To do
Look for "[locate] spoon bowl" in the records below, then copy that line and every line after it, exactly and with nothing added.

Stored rows
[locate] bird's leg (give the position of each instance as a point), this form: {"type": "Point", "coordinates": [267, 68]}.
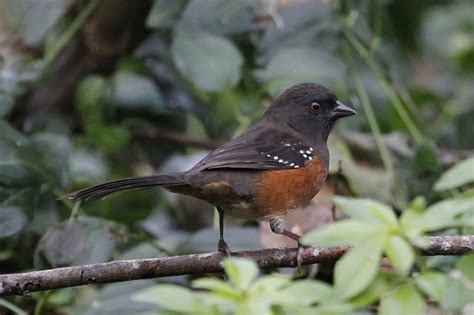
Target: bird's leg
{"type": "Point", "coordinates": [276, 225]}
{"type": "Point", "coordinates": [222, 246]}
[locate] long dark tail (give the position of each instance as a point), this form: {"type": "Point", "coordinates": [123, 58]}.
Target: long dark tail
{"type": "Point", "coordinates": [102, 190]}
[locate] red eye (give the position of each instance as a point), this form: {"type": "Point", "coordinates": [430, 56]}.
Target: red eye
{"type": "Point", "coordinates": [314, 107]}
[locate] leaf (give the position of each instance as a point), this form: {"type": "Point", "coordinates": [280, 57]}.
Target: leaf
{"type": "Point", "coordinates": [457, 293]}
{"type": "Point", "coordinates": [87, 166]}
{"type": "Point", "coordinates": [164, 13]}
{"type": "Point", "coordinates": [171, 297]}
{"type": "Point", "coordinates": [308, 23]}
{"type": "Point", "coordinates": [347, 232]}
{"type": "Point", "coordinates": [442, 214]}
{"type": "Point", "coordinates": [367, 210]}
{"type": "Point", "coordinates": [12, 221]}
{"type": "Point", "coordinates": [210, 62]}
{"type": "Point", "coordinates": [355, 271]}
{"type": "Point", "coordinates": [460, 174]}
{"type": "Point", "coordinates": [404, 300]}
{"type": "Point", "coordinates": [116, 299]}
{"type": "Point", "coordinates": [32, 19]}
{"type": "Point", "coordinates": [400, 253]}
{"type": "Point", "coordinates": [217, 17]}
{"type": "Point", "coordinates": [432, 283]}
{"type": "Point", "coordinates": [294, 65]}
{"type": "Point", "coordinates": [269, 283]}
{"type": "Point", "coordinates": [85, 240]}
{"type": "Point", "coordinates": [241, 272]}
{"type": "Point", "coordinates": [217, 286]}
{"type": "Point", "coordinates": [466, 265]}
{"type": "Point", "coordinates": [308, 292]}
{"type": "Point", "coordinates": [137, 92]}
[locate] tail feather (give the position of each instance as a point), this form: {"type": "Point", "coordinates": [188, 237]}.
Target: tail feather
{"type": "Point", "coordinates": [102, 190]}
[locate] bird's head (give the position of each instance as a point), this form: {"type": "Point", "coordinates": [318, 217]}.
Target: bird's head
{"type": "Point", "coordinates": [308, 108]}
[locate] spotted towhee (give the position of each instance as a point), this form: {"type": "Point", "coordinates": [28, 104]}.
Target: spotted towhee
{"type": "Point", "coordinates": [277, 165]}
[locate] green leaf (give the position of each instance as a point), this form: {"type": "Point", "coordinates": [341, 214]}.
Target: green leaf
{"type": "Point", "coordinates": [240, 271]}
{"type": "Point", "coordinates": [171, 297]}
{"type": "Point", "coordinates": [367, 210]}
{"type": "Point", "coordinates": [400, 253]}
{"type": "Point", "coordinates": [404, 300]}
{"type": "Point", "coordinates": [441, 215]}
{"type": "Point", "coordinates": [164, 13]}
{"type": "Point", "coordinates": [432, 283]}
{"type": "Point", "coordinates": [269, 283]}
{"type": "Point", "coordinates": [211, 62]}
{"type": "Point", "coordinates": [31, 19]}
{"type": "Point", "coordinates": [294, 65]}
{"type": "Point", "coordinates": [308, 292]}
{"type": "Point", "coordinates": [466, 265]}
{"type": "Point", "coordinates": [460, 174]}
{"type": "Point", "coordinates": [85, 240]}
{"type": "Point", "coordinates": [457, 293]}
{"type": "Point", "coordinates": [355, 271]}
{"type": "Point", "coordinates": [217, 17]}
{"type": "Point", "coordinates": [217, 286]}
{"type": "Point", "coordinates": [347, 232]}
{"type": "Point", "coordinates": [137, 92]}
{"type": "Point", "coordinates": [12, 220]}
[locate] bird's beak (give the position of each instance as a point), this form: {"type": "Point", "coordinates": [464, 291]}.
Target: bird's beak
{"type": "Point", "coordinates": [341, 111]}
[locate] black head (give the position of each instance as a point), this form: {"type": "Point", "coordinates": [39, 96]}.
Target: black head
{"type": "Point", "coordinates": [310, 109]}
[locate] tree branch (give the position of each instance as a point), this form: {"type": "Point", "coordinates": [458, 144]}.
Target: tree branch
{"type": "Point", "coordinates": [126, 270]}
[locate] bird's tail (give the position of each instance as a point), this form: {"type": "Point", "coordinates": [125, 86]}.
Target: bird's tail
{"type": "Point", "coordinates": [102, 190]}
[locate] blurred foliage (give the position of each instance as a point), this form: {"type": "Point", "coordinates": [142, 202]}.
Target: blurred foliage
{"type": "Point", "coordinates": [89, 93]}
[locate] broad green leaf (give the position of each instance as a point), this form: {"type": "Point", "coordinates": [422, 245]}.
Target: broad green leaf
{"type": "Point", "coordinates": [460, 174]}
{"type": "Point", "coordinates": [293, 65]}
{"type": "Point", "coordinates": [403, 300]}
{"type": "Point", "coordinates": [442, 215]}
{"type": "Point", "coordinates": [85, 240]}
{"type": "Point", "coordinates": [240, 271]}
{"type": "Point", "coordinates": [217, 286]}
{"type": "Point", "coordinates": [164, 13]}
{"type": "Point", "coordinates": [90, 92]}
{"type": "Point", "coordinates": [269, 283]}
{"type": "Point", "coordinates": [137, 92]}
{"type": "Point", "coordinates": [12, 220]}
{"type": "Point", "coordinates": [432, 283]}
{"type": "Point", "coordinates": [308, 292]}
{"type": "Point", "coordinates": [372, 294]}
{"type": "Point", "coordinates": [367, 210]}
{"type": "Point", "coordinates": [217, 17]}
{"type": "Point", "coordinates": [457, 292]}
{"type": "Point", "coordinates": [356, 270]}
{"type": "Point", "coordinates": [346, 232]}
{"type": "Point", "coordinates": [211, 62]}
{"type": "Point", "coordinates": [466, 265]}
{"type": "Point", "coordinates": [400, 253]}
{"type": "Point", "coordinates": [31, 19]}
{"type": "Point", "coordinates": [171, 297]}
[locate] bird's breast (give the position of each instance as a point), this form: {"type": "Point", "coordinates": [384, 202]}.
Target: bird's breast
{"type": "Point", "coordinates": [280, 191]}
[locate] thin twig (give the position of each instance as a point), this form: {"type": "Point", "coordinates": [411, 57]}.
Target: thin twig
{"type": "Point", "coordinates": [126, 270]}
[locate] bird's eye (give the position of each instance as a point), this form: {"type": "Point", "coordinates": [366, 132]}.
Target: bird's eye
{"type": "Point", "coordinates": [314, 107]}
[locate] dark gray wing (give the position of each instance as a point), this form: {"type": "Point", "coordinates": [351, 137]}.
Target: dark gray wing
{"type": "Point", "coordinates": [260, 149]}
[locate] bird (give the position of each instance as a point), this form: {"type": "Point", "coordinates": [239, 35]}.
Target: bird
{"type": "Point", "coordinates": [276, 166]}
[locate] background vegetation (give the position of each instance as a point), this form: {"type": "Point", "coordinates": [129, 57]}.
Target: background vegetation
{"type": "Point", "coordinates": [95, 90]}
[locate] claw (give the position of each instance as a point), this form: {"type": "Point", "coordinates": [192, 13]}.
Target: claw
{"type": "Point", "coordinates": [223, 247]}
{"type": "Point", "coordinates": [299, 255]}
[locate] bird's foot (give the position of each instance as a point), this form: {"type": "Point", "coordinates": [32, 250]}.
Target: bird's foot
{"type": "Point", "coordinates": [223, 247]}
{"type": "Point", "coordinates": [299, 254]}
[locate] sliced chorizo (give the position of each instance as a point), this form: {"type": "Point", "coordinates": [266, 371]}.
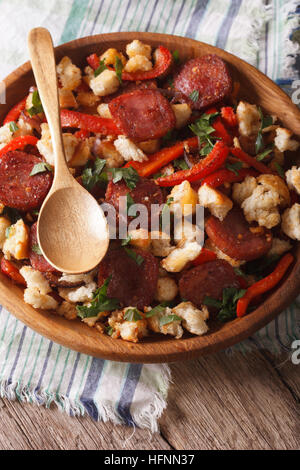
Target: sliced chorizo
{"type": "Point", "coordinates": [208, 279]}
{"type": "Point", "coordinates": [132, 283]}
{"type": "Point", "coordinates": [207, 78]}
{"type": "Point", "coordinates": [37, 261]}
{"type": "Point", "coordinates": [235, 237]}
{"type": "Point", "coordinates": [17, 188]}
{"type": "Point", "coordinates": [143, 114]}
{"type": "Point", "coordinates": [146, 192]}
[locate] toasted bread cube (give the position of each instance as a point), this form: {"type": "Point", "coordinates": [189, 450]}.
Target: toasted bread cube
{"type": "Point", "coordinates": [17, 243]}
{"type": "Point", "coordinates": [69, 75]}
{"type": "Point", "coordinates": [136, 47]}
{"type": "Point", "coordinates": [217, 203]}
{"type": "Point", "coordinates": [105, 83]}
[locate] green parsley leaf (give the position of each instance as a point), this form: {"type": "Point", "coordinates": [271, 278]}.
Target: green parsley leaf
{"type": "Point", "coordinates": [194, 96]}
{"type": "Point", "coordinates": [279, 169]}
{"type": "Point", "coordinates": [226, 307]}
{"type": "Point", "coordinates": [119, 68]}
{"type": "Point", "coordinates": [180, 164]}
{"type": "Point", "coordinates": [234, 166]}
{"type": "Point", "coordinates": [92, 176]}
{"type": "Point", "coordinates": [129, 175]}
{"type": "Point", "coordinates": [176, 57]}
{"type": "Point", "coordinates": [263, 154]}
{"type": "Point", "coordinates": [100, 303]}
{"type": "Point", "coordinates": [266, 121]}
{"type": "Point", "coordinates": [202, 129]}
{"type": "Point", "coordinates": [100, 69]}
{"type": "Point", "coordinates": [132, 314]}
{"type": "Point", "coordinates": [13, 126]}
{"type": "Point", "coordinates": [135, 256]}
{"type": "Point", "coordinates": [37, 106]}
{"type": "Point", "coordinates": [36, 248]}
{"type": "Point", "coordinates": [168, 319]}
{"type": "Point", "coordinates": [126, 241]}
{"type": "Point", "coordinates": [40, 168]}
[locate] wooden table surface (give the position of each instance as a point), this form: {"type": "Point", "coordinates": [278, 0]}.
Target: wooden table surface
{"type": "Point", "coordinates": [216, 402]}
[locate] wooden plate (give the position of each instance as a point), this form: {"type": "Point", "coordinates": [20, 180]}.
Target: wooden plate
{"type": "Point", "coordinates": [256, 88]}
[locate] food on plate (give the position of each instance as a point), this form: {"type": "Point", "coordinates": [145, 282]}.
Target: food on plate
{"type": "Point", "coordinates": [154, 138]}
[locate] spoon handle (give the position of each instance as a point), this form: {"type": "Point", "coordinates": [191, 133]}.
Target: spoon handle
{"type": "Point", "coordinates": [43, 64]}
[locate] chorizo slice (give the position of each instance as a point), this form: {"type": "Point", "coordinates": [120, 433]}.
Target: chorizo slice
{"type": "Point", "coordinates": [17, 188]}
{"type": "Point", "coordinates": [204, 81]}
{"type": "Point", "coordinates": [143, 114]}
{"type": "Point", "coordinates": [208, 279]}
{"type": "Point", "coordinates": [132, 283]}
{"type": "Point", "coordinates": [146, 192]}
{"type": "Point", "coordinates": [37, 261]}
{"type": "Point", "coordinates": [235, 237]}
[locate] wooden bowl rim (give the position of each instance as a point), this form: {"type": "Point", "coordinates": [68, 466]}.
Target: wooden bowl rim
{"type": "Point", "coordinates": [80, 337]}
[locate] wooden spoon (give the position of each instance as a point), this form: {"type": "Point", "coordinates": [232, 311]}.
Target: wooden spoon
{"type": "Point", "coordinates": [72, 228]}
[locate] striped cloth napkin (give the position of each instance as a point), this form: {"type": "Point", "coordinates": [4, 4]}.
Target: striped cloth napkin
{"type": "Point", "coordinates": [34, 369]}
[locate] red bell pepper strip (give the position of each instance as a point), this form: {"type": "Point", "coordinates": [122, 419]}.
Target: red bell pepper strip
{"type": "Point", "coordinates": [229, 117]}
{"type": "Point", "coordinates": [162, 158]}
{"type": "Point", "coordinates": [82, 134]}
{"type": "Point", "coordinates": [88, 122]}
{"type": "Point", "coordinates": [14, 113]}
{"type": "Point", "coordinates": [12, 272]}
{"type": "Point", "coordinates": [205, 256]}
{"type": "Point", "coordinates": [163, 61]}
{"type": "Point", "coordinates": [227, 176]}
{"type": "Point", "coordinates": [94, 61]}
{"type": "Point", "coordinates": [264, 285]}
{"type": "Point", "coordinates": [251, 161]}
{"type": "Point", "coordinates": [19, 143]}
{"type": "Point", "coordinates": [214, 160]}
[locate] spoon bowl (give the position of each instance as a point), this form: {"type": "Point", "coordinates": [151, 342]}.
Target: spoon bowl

The answer
[locate] spoon bowl (give the position of each instance as a point), this form: {"type": "Point", "coordinates": [151, 342]}.
Target: spoon bowl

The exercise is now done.